## Start Entries provided

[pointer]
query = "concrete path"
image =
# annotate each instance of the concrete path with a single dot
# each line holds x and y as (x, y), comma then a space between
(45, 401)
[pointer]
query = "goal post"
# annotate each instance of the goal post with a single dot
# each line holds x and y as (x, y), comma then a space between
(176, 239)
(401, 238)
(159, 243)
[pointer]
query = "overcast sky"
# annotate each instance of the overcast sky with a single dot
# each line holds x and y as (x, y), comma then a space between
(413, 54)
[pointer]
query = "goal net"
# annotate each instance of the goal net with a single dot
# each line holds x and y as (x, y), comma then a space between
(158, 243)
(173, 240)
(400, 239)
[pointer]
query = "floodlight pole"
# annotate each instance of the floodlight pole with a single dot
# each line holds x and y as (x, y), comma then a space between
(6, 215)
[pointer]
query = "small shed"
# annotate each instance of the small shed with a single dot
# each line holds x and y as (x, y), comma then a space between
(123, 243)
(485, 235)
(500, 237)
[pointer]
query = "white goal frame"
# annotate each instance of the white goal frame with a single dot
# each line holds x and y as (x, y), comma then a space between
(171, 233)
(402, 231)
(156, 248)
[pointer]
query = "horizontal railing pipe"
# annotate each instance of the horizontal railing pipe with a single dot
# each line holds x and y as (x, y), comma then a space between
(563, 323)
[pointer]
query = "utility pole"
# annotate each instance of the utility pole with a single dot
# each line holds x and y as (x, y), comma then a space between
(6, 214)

## End Entries provided

Task directions: Convert every line of the records above into a JSON list of strings, with one string per line and blank lines left out.

Written answer:
[
  "[pointer]",
  "query = \"concrete path\"",
  "image =",
  "# annotate each instance of the concrete path with a single dot",
  "# each line holds x and y as (x, y), comma then a space between",
  "(45, 401)",
  "[pointer]",
  "query = \"goal post\"",
  "# annotate each instance of the goal post with a single dot",
  "# each line holds x and y as (x, y), comma then a space between",
  "(176, 239)",
  "(401, 238)",
  "(159, 243)",
  "[pointer]",
  "query = \"overcast sky\"",
  "# annotate each instance of the overcast sky with a single dot",
  "# each line holds x and y as (x, y), comma then a space between",
  "(413, 54)",
  "[pointer]",
  "query = \"goal net\"",
  "# annotate each instance of the goal net with a single dot",
  "# each line holds x and y as (x, y), comma then a space between",
  "(158, 243)",
  "(173, 240)",
  "(400, 239)",
  "[pointer]",
  "query = \"floodlight pole\"",
  "# annotate each instance of the floodlight pole with a single dot",
  "# each line holds x and y as (x, y), comma then a space between",
  "(6, 215)",
  "[pointer]",
  "query = \"small shed\"",
  "# annotate each instance of the small shed with a single dot",
  "# each line holds x and y as (x, y), comma then a space between",
  "(123, 243)",
  "(485, 235)",
  "(500, 237)",
  "[pointer]",
  "query = \"white goal frame\"",
  "# annotate each instance of the white goal frame with a single dot",
  "# each line holds x and y as (x, y), comma then a space between",
  "(171, 233)",
  "(402, 231)",
  "(156, 248)",
  "[pointer]",
  "query = \"horizontal railing pipe\"",
  "# annotate each instance of the horizontal railing pipe with a single dot",
  "# each line holds x and y as (x, y), comma then a space between",
  "(563, 323)",
  "[pointer]",
  "query = \"utility pole\"",
  "# annotate each instance of the utility pole with a single dot",
  "# each line holds x and y as (x, y), comma then a space between",
  "(6, 214)"
]